### Work to do:
1. In the pesticide text, how many organizations or individuals did the task force meet with?
2. Quote the part of the pesticide text starting with "In the committee's" and going on through "pesticides be re-assessed.".

### Text:
The standing committee on the environment made various recommendations. One of these was that the sole mandate of the Pest Management Regulatory Agency should be to protect health and the environment.
In the committee's opinion, PMRA should not also be responsible for encouraging the competitiveness of the agricultural, farming and manufacturing sectors. It felt that there should be an open and transparent process in order to build the public's trust in pest management, and that the new legislation should make it a condition of registration that applicants carry out ongoing monitoring after registration and that existing pesticides be re-assessed.
Once again, with all the measures proposed by the committee, there is no deadline set for re-evaluating these old pesticides. There is no deadline for the conditions for authorizing any pesticide. So we are in the most total vacuum possible.
Yes, this is a step in the right direction with the new process we want to put in place, but there are never any clear indications of the deadlines for attaining these objectives, whereas it would have been simpler to make provision for this, to say: we want pesticide use eliminated within five years, or three. But no, there is no measure relating to this, which is somewhat of a disappointment.
I have already referred to the Groupe de réflexion sur les pesticides en milieu urbain, whose report was released this past March 27. The federal government, as a government with a desire to work in collaboration with the provinces, could have waited for that March 27 report, having waited 33 years already to introduce an amended act. But no, they had to decide to move on it a few months ahead of time. I should remind hon. members that the decision was made last October 25 by the Quebec Minister of the Environment, André Boisclair, to mandate this task force on the use of pesticides in urban areas.
The task force met with more than 50 organizations or individuals who had submitted briefs. These came from health, environmental, ecology, business and municipal backgrounds. We are of the opinion that we are bringing to this House the Quebec consensus reached by that task force, which was struck last October 25 and whose report was released on March 27.
The task force addressed this issue, and set out its objective as follows:
The objective is to identify avenues for solution which will enable Quebecers to reduce their dependency on, and the risk of exposure to, these products which are in common use in lawn care, ornamental horticulture and extermination.
The task force has indeed managed to come up with alternative solutions and an approach to true pest control in Quebec.
This report, on which the committee held hearings in January, contained a certain number of recommendations. There were 15 recommendations. The task force's first recommendation serves as a main underlying theme. We must quickly reduce the use of pesticides in urban areas. This is the main them underlying the task force's recommendations.
The task force made 15 recommendations. First, it proposed banning the use of pesticides in public and municipal green spaces and in schools and daycare centres in three years' time. Therefore, the recommendations involve prohibiting the use of pesticides on lawns in three years, and on shrubs in five years. So, the shorter deadline is three years, and the longer deadline for public green spaces, whether they be parks, daycare centres, schools and all public green spaces, is five years.
Another recommendation consists of training stakeholders in environmental management. People must be made aware that the use of pesticides constitutes a threat to public health. If we start from the premise, as I stated at the beginning of my presentation, that the precautionary principle should guide all of our thoughts and actions, stakeholders need to be made aware of risks, and trained, whether they work in ornamentals or horticulture, as municipal employees, or in maintenance. They must be educated about the dangers of pesticides.

### Stored entries:
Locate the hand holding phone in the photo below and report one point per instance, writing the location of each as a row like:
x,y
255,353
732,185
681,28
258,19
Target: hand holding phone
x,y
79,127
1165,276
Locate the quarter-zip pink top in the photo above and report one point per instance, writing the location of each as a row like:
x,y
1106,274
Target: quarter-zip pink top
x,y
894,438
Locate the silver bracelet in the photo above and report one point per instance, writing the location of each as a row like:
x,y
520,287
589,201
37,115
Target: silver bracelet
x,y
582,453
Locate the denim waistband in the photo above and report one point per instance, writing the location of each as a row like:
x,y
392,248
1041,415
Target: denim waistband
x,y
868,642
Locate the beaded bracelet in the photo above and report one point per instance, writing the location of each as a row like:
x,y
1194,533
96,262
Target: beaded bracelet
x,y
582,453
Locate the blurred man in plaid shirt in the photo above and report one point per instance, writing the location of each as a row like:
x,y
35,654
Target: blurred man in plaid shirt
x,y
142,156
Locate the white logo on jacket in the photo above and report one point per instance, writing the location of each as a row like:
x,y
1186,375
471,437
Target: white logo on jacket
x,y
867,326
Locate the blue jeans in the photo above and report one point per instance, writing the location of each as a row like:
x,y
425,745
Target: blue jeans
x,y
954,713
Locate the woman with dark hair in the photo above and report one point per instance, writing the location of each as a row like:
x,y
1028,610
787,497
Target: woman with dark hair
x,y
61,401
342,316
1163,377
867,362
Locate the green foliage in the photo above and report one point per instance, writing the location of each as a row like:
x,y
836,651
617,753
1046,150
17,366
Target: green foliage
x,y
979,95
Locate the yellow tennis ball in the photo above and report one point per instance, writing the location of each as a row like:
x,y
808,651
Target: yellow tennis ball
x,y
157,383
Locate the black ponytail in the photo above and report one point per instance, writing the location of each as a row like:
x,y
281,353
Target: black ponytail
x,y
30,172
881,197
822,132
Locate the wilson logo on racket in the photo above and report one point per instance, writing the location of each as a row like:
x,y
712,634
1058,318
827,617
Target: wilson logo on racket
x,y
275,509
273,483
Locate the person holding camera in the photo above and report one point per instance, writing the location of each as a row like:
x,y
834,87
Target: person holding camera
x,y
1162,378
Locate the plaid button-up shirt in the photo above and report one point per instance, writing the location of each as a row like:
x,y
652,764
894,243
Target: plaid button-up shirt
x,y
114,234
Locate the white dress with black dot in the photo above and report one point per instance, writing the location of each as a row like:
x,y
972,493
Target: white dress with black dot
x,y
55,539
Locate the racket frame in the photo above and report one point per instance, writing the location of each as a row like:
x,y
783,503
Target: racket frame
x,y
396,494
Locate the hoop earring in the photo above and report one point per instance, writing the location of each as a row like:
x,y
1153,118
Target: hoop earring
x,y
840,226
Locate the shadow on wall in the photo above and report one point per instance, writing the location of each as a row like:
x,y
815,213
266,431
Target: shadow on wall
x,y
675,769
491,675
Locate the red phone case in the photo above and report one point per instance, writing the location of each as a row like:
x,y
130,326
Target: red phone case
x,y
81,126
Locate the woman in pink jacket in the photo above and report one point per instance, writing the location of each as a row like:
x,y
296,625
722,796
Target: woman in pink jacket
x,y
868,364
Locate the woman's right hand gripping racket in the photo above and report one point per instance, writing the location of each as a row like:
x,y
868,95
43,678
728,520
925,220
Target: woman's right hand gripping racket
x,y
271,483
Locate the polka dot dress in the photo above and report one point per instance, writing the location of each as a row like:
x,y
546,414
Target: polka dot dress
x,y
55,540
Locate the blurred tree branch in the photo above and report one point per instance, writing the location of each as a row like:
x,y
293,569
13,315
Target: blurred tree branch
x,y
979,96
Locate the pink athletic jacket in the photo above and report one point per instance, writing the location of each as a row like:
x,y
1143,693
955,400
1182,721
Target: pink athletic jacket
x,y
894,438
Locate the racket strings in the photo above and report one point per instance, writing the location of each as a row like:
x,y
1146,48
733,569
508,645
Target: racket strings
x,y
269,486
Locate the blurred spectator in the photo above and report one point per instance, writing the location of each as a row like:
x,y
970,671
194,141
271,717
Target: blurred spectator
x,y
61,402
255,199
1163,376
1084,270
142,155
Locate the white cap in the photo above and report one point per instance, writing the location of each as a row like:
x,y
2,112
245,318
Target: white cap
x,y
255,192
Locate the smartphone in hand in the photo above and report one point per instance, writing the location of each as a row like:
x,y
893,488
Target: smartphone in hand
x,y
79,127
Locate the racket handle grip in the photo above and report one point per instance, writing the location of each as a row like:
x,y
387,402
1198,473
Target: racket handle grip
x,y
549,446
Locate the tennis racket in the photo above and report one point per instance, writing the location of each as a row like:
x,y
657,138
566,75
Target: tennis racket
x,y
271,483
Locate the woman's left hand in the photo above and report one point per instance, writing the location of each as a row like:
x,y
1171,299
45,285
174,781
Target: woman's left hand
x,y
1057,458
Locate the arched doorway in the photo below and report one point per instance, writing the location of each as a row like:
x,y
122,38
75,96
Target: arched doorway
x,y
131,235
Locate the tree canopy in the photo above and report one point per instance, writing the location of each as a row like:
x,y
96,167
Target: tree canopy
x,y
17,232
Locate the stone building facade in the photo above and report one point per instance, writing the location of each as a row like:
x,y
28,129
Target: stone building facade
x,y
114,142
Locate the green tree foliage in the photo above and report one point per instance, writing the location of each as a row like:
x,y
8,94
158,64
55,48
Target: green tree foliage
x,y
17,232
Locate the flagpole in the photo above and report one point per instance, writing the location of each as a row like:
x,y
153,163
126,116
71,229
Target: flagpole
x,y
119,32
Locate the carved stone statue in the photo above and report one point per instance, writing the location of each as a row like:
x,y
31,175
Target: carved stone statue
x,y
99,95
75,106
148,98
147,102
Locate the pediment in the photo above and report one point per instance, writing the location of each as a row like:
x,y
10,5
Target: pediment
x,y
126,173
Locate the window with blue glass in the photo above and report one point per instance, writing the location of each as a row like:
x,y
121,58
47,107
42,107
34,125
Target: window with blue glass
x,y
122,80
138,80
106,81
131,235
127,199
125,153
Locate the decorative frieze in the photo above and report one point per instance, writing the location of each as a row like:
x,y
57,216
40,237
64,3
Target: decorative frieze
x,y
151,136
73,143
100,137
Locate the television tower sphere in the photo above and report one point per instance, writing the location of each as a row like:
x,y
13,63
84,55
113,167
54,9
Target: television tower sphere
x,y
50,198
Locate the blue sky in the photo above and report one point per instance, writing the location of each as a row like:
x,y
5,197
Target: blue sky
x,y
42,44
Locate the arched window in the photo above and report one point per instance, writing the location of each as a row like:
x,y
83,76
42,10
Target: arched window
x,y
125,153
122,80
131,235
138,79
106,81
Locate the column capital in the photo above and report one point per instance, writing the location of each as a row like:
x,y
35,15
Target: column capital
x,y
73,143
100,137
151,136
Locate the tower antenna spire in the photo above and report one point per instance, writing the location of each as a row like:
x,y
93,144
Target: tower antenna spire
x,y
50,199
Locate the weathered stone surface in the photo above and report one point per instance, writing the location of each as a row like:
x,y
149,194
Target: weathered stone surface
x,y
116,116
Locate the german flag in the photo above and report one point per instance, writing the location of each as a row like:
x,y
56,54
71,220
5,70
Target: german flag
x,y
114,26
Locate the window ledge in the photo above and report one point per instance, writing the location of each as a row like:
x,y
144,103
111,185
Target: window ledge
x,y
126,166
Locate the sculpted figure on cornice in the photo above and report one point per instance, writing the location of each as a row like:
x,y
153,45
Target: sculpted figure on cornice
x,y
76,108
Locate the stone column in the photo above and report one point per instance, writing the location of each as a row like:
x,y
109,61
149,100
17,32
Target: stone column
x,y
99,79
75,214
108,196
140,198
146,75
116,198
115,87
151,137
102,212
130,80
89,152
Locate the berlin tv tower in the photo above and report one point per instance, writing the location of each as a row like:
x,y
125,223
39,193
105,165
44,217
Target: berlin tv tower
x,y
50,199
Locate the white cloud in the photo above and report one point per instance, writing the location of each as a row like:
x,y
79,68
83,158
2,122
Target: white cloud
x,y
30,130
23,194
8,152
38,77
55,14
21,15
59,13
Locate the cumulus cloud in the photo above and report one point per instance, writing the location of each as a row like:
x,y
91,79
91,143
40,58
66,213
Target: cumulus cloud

### Expected results:
1. More than 50.

2.
In the committee's opinion, PMRA should not also be responsible for encouraging the competitiveness of the agricultural, farming and manufacturing sectors. It felt that there should be an open and transparent process in order to build the public's trust in pest management, and that the new legislation should make it a condition of registration that applicants carry out ongoing monitoring after registration and that existing pesticides be re-assessed.